**Given data**
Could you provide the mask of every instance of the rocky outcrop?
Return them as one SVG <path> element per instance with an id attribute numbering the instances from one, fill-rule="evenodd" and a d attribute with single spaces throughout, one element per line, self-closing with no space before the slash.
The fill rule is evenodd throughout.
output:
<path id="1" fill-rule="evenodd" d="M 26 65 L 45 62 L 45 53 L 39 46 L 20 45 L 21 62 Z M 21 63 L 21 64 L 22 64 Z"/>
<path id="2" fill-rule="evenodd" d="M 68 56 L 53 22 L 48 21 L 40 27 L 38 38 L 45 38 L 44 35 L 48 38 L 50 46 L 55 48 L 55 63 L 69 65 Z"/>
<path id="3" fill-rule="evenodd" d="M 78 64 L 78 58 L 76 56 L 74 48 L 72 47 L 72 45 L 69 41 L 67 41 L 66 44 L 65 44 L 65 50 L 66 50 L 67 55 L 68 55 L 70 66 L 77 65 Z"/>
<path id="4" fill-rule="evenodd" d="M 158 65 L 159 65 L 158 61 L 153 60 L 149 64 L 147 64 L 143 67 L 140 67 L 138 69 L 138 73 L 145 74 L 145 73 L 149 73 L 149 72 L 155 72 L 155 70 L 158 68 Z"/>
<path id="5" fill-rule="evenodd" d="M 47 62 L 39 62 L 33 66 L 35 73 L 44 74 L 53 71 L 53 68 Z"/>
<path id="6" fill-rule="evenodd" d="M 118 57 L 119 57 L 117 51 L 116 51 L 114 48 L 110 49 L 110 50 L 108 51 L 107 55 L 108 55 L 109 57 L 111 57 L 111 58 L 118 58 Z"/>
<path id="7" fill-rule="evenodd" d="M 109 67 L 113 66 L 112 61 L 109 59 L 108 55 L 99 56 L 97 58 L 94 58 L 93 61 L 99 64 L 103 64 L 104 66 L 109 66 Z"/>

**Problem**
Reproduce the material above verbatim, keeping every line and character unchanged.

**Written reply**
Could you provide the mask of every instance of the rocky outcrop?
Return them as one SVG <path> element per instance with an id attribute numbering the instances from one, fill-rule="evenodd" and a d attribute with single spaces throughout, one element per line, self-closing with no space before the slash.
The fill rule is evenodd throughout.
output:
<path id="1" fill-rule="evenodd" d="M 26 65 L 45 62 L 45 53 L 39 46 L 20 45 L 21 62 Z M 21 63 L 21 64 L 22 64 Z"/>
<path id="2" fill-rule="evenodd" d="M 68 56 L 53 22 L 48 21 L 40 27 L 38 38 L 45 38 L 44 35 L 48 38 L 50 46 L 55 48 L 55 63 L 69 65 Z"/>
<path id="3" fill-rule="evenodd" d="M 78 64 L 78 58 L 76 56 L 74 48 L 72 47 L 72 45 L 69 41 L 67 41 L 66 44 L 65 44 L 65 50 L 66 50 L 67 55 L 68 55 L 70 66 L 77 65 Z"/>
<path id="4" fill-rule="evenodd" d="M 158 65 L 159 65 L 158 61 L 153 60 L 149 64 L 147 64 L 143 67 L 140 67 L 138 69 L 138 73 L 145 74 L 145 73 L 149 73 L 149 72 L 155 72 L 155 70 L 158 68 Z"/>
<path id="5" fill-rule="evenodd" d="M 47 62 L 39 62 L 33 66 L 35 73 L 44 74 L 53 71 L 53 68 Z"/>
<path id="6" fill-rule="evenodd" d="M 118 57 L 119 57 L 117 51 L 116 51 L 114 48 L 110 49 L 110 50 L 108 51 L 107 55 L 108 55 L 109 57 L 111 57 L 111 58 L 118 58 Z"/>
<path id="7" fill-rule="evenodd" d="M 109 67 L 113 66 L 112 61 L 109 59 L 108 55 L 99 56 L 97 58 L 94 58 L 93 61 L 99 64 L 103 64 L 104 66 L 109 66 Z"/>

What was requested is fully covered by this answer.